===== Extrait retenu =====

J’ai hérité de sa fortune, nous sommes revenus au Caire, mes
frères et moi, pour construire cette usine de recyclage ».
C’est la justification qu’il avance pour éviter le
stéréotype associé aux chiffonniers toujours sous-estimés.
Mais, tout le monde sait que Eriane n’est pas devenu riche
du jour au lendemain. C’est son père qui lui a appris les
rouages de ce métier qui se perpétue au fil des générations.
Très jeune, il lui répétait sans cesse : « Il faut commencer
par le bas de l’échelle, passer par plusieurs étapes pour
arriver au sommet et gagner beaucoup d’argent ». Son arrière
grand-père, originaire de la Haute-Egypte, ramassait les
ordures dans les quartiers huppés du Caire et son père
l’accompagnait chaque jour dans sa tournée. « Les meilleures
ordures sont celles que l’on ramasse dans les quartiers
d’Héliopolis et Madinet Nasr. Des hôtels, comme Le Méridien
par exemple, jettent des boîtes de conserves, des bouteilles
d’eau, de jus importés, des canettes de bière et de boissons
gazeuses … C’est assez intéressant », note-t-il.
C’est à
4 heures du matin que les jeunes éboueurs commencent à faire
leur tournée dans la capitale. Ils passent de maison en
maison pour ramasser et transporter les ordures. Puis, ils
partent à la zériba de Am Eriane pour les vider. Là commence
le travail des six zarayeb, à savoir le triage des déchets.

===== Données disponibles =====

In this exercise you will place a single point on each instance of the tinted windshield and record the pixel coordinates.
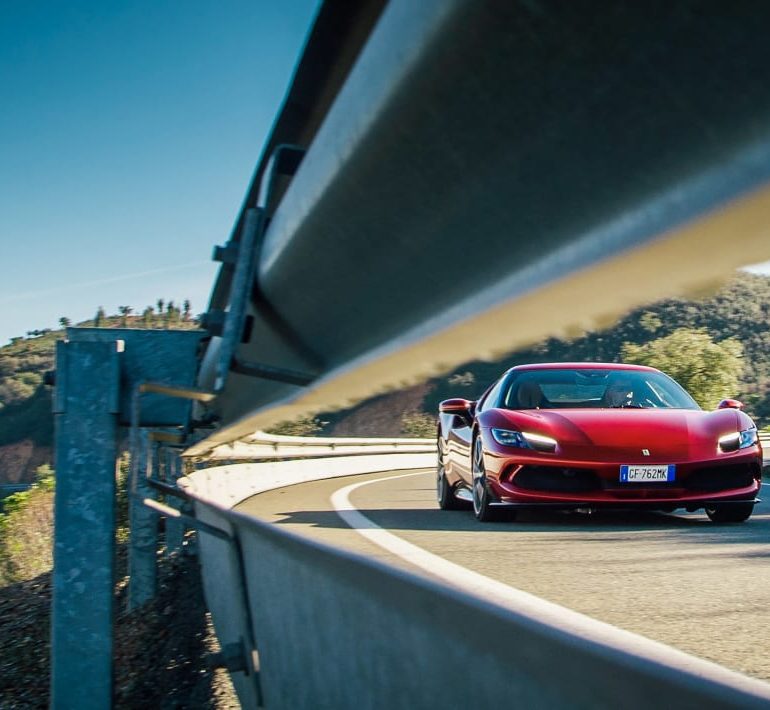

=====

Problèmes à résoudre:
a: Dans l'extrait sur les chiffonniers du Caire, à quelle heure les jeunes éboueurs commencent-ils leur tournée ?
b: Dans l'extrait sur les chiffonniers du Caire, recopiez le passage situé entre « J’ai hérité de » et « fil des générations. » inclus, en remplaçant « usine » par « fabrique ».
c: Rédigez la suite de l'extrait sur les chiffonniers du Caire, à partir de l'endroit où il s'arrête.
Les lignes n'interviennent en rien ici.

Réponses:
a: À 4 heures du matin.

b:
J’ai hérité de sa fortune, nous sommes revenus au Caire, mes
frères et moi, pour construire cette fabrique de recyclage ».
C’est la justification qu’il avance pour éviter le
stéréotype associé aux chiffonniers toujours sous-estimés.
Mais, tout le monde sait que Eriane n’est pas devenu riche
du jour au lendemain. C’est son père qui lui a appris les
rouages de ce métier qui se perpétue au fil des générations.

c:
Vêtue d’une djellaba noire, les cheveux teints en blond, la
femme de Eriane supervise l’opération de triage à la zériba.
Elle n’a pas le droit d’en sortir, ni de rentrer dans son
usine de recyclage. Eriane, tout « macho » qu’il est, ne
l’accepte pas. Une fois le triage à la zériba terminé, les
enfants vont charger les objets en plastique sur un camion
qui va les transporter à l’usine. « J’ai commencé à faire ce
travail à l’âge de 5 ans », se souvient Eriane. Et d’ajouter
: « Nous ramassons et faisons le triage de toutes sortes de
déchets que nous livrons à différentes usines. Quant aux
ordures ménagères, on les donnait aux cochons. Quand ils
devenaient bien gras, on les vendait à des prix très élevés
». Une aide animale qui semble menacée. « Cette année, après
l’apparition de la grippe porcine, le gouvernement a abattu
nos cochons qui représentaient toute notre fortune. On
vendait le cochon de 100 kilos à 1 000 L.E. En 2002, on a vu
l’installation d’entreprises étrangères qui font le triage
et le recyclage des ordures. Ainsi un revenu auquel nous
étions habitués depuis des générations nous a été confisqué
! », regrette Eriane non sans tristesse. Mais il en faut
plus pour décourager les familles : aujourd’hui, un petit
zabbal frappe encore à sa porte pour ramasser les déchets
ménagers.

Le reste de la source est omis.